==== Provided information ====

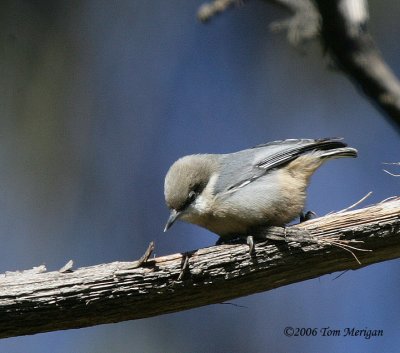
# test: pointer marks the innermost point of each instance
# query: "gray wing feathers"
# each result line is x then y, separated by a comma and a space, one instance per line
242, 168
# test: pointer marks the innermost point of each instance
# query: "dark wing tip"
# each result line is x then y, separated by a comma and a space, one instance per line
303, 140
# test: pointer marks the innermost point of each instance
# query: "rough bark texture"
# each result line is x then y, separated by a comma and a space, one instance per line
32, 302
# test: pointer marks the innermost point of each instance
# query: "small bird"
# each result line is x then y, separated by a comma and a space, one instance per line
236, 193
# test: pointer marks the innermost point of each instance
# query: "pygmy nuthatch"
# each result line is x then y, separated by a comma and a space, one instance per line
233, 194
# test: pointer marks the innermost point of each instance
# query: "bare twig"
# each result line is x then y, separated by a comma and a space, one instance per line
35, 301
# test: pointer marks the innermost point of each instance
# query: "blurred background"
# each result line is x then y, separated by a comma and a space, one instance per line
99, 98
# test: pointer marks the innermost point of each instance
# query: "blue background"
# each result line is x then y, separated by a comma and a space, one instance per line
99, 98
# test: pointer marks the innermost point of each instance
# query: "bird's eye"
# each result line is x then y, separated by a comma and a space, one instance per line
192, 195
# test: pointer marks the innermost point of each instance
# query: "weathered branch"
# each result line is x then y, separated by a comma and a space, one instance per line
39, 302
345, 34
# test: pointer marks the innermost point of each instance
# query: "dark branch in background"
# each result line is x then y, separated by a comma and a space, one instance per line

====

> _Work request_:
Copy out every line of the data in which the word "background" is found.

> _Reply to the task_:
# query: "blurred background"
# query: "blue background"
# query: "dark branch in background"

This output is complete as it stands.